▸ Requirement: Lines containing "below": state how many there are in these entries, and write only that number.

++++ Available data ++++

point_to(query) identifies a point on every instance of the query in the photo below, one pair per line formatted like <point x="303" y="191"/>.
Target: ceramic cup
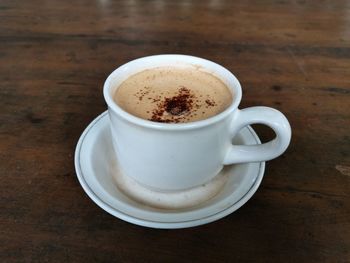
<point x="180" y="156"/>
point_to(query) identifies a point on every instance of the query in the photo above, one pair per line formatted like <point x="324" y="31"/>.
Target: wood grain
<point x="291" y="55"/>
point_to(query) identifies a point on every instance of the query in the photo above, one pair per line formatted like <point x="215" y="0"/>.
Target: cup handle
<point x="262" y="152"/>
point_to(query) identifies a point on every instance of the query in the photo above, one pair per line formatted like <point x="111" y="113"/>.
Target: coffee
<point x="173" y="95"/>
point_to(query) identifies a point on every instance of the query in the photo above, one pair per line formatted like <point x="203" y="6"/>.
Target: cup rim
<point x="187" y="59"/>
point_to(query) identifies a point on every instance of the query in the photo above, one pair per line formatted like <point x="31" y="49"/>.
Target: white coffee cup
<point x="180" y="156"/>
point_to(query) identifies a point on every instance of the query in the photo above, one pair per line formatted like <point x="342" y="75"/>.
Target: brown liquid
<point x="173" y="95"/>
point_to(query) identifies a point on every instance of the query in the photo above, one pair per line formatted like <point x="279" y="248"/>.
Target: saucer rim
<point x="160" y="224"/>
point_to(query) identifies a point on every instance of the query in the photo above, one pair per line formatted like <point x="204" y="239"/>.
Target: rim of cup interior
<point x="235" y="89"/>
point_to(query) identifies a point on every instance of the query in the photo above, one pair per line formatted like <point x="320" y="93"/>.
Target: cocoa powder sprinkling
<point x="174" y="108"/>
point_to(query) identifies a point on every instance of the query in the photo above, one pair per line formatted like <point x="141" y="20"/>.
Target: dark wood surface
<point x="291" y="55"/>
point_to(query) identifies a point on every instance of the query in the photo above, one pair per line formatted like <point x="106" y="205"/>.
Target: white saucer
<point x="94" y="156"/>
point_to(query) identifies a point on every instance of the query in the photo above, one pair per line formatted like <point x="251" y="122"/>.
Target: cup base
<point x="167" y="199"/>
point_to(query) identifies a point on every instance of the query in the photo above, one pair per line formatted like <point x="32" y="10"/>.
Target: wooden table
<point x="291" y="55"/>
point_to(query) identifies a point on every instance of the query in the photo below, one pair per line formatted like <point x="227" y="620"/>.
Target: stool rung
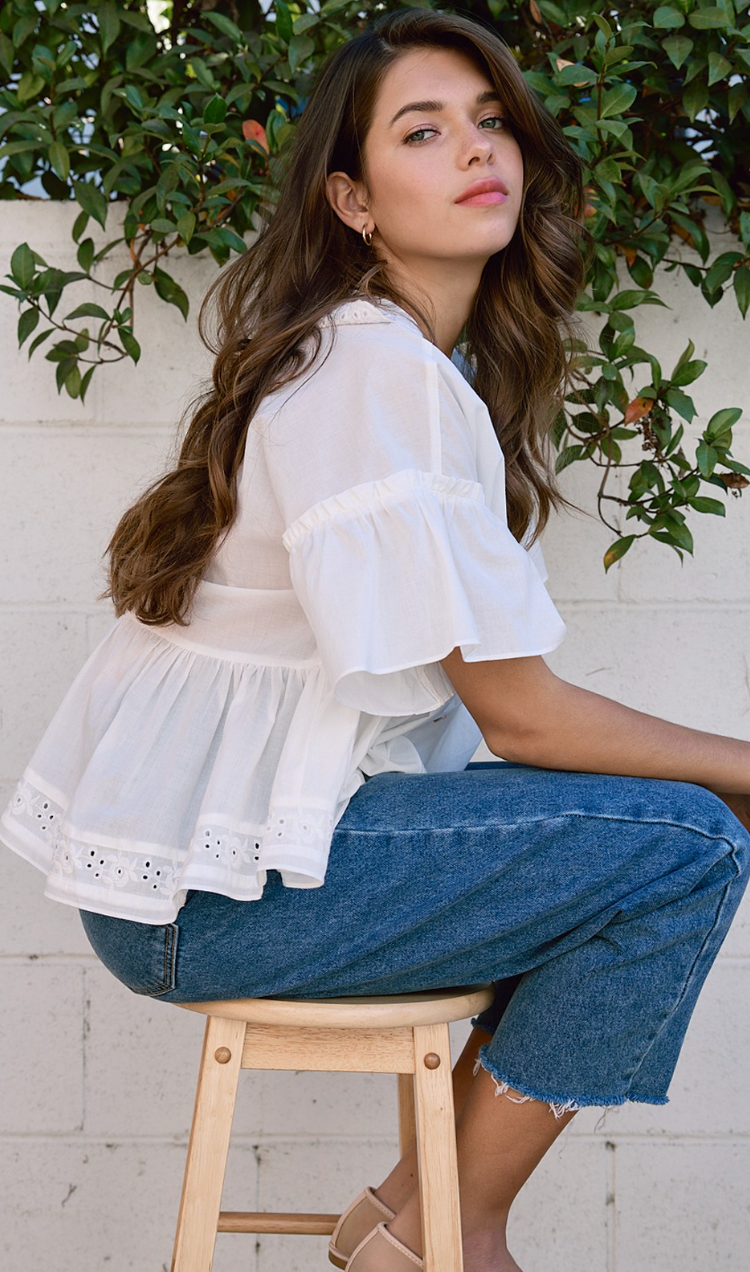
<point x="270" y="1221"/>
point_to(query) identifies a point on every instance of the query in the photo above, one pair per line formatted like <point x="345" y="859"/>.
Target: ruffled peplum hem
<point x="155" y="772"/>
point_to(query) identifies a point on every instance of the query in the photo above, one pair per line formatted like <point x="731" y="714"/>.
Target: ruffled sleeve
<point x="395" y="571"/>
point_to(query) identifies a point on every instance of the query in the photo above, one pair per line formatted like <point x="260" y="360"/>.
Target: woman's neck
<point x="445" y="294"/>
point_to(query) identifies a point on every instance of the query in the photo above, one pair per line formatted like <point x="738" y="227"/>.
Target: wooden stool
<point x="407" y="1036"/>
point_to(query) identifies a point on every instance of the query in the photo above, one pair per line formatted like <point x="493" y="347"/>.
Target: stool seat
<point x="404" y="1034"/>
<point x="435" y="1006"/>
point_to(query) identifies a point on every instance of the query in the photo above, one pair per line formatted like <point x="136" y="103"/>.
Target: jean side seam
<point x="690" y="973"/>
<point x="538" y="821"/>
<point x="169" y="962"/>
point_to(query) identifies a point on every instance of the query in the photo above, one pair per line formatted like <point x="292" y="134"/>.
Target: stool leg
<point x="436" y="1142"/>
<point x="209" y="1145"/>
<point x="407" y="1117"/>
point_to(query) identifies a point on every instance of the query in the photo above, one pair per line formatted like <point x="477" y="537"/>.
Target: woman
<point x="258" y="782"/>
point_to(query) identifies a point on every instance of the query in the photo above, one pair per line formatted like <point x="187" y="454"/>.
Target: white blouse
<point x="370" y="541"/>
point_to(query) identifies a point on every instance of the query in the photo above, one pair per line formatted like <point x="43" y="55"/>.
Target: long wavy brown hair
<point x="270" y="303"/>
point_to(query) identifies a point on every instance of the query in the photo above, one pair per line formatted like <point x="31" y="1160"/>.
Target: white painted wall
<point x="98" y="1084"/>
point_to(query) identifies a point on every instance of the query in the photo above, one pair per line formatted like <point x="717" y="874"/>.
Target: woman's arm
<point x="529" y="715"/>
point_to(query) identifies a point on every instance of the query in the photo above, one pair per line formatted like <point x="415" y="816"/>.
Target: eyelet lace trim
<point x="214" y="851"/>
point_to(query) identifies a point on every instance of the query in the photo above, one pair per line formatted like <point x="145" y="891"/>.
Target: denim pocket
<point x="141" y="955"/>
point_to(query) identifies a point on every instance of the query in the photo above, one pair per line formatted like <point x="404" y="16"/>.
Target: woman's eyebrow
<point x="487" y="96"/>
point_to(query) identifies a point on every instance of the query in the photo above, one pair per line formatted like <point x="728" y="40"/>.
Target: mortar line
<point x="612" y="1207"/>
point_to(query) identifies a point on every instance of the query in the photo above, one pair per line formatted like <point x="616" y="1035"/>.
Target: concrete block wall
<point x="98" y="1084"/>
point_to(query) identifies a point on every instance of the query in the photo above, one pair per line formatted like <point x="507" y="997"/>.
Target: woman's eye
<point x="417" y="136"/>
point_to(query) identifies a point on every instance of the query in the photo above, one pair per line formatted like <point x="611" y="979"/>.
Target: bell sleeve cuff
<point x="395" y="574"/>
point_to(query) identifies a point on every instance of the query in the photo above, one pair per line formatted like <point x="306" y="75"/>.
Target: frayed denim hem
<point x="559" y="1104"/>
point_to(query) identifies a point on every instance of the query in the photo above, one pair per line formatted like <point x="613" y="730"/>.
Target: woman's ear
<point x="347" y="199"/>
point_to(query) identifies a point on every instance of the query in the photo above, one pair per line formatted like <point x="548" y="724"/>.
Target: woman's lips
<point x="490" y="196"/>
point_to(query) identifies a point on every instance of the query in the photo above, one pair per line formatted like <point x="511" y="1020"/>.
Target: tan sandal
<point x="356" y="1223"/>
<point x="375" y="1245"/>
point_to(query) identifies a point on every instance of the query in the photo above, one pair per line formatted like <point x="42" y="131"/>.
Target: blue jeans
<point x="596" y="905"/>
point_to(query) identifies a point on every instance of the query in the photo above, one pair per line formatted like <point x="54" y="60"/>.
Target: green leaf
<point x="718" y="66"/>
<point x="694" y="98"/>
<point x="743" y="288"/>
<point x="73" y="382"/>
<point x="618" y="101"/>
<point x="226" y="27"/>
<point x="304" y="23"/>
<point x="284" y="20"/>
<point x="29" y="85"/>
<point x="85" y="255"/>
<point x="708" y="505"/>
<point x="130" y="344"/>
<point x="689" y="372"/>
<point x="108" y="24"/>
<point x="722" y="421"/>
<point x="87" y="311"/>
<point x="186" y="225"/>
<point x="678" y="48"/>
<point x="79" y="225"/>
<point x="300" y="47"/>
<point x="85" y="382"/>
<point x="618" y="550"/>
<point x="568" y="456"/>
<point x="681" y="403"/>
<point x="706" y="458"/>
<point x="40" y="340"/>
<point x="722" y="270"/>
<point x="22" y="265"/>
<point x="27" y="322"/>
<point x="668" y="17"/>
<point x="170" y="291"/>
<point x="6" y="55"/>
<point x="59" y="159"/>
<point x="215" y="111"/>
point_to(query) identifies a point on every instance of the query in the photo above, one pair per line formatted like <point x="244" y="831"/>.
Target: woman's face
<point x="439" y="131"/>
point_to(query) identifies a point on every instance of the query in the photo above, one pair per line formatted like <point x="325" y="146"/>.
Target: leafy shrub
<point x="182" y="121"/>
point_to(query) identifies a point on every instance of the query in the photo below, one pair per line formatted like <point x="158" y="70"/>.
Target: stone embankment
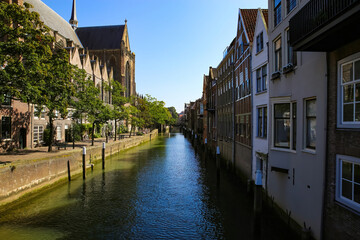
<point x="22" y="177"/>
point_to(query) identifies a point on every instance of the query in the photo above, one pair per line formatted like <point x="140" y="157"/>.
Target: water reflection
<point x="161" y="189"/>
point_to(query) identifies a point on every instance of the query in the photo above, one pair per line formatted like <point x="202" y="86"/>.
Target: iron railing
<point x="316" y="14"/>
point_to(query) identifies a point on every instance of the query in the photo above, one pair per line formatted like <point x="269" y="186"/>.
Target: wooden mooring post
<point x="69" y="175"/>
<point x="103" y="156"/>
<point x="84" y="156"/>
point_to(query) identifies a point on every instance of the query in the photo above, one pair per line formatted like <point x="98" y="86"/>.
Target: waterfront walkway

++++

▸ Your solution: 3